**TASK REQUIREMENTS:** Write out the data exactly as given, dropping every picture.

**Saved entries:**
################

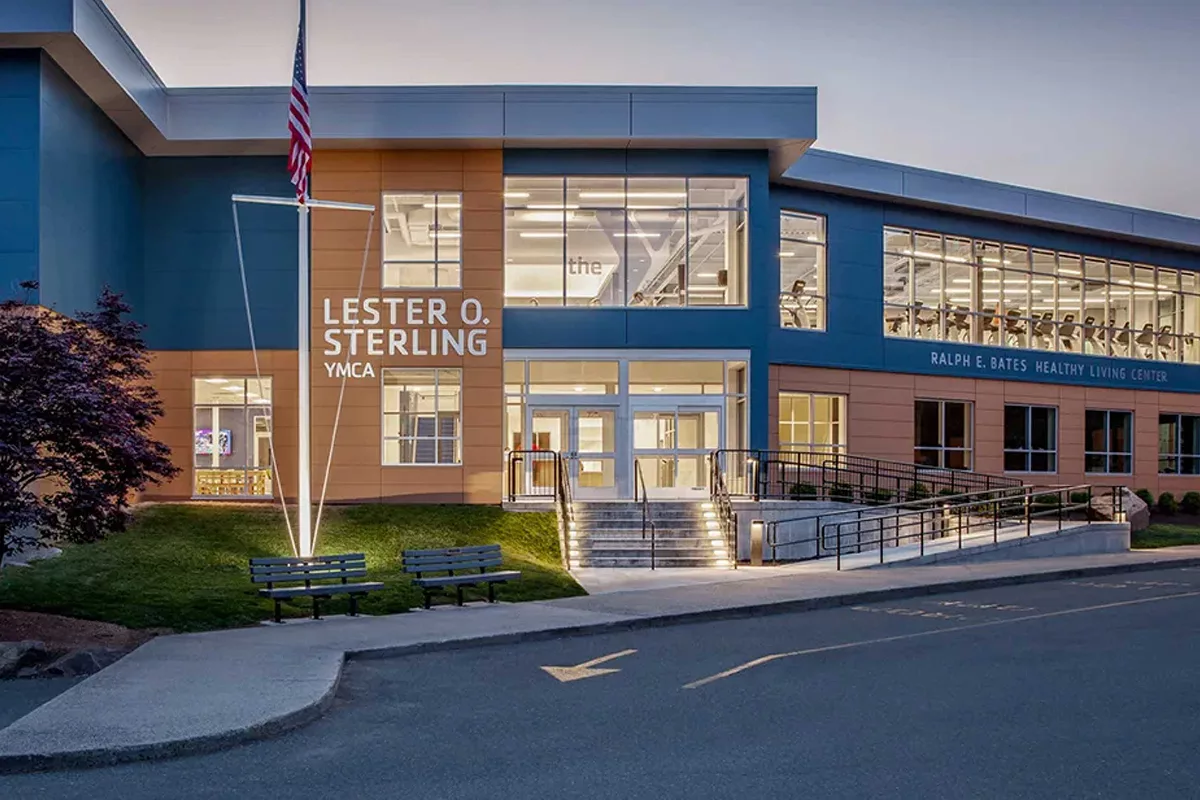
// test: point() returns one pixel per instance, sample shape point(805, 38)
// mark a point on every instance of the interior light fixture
point(643, 196)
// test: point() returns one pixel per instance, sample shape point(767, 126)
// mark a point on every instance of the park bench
point(316, 575)
point(463, 566)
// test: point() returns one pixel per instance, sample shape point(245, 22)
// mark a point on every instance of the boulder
point(78, 663)
point(16, 656)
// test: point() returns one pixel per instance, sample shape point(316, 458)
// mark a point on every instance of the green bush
point(844, 492)
point(803, 492)
point(880, 497)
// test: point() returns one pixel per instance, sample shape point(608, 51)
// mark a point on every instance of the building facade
point(633, 276)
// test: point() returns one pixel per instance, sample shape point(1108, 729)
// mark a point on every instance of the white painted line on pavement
point(587, 669)
point(847, 645)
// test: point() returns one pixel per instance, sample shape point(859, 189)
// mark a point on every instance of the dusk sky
point(1091, 97)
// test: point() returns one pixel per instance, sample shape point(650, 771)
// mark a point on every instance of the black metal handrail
point(817, 474)
point(565, 509)
point(642, 497)
point(533, 474)
point(951, 517)
point(726, 517)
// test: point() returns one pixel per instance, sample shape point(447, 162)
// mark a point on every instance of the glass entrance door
point(671, 445)
point(586, 438)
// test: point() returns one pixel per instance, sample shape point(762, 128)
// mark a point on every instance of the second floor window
point(423, 240)
point(971, 290)
point(802, 270)
point(625, 241)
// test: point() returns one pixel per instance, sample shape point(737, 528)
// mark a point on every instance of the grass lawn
point(185, 566)
point(1163, 535)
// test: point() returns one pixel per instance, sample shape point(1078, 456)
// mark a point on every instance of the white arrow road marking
point(586, 669)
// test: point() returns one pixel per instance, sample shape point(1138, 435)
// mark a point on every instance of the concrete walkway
point(197, 692)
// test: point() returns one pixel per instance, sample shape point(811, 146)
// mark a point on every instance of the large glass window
point(802, 270)
point(961, 289)
point(231, 449)
point(421, 416)
point(617, 241)
point(811, 422)
point(421, 240)
point(942, 434)
point(1179, 444)
point(1108, 443)
point(1031, 439)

################

**RESPONSE:**
// test: point() returns one pixel per instance, sample shape point(805, 38)
// mark a point on every instance of the interior light fixture
point(643, 196)
// test: point() returns one pixel per instance, sample shape point(767, 126)
// mark a point on every instance of the park bench
point(316, 575)
point(463, 566)
// test: point() returns one pixel per instance, sample shape point(245, 22)
// mark a point on every instance of the boulder
point(78, 663)
point(16, 656)
// test: point() returns one pixel per instance, sample shape point(316, 458)
// mark a point on every instance of the green bush
point(844, 492)
point(803, 492)
point(880, 497)
// test: point() returns one pixel per instance, sample shape point(608, 51)
// mark a point on every instance of the building facade
point(633, 276)
// test: point() returns one pixel per instance, sample shape point(1108, 729)
// mark a point on every instance of the white painted line on pavement
point(587, 669)
point(847, 645)
// test: point() returns one pixel per instance, sample shape point(859, 189)
// mark a point on every instance of the dusk sky
point(1091, 97)
// test: point() returns one pixel per instance, sample shape point(650, 771)
// mark a point on every instance of the black metal handrail
point(817, 474)
point(565, 509)
point(642, 497)
point(533, 474)
point(951, 517)
point(726, 517)
// test: point() returns one pixel per instance, sample shape point(447, 162)
// mark a point on every instance of the glass entrance door
point(671, 445)
point(586, 438)
// test: point() returns one pixel per instance, sample shape point(762, 128)
// mark a point on every instance of the second floor window
point(423, 240)
point(971, 290)
point(802, 270)
point(625, 241)
// test: point() returns one pixel per instance, sample shape point(737, 528)
// mark a point on every instance of the grass lawn
point(185, 566)
point(1163, 535)
// test: point() returns one pixel per instance, sample shape point(1078, 456)
// mark a point on every instance of the white arrow road marking
point(586, 669)
// test: point() returns one pixel per instance, sample shape point(1138, 435)
// mark a point on every instance of the concrete walkway
point(197, 692)
// test: point() returns one pixel per instance, sample shape point(811, 146)
// mark a point on every instance of the large glass window
point(802, 270)
point(961, 289)
point(231, 449)
point(421, 416)
point(617, 241)
point(811, 422)
point(421, 240)
point(942, 434)
point(1179, 444)
point(1108, 443)
point(1031, 439)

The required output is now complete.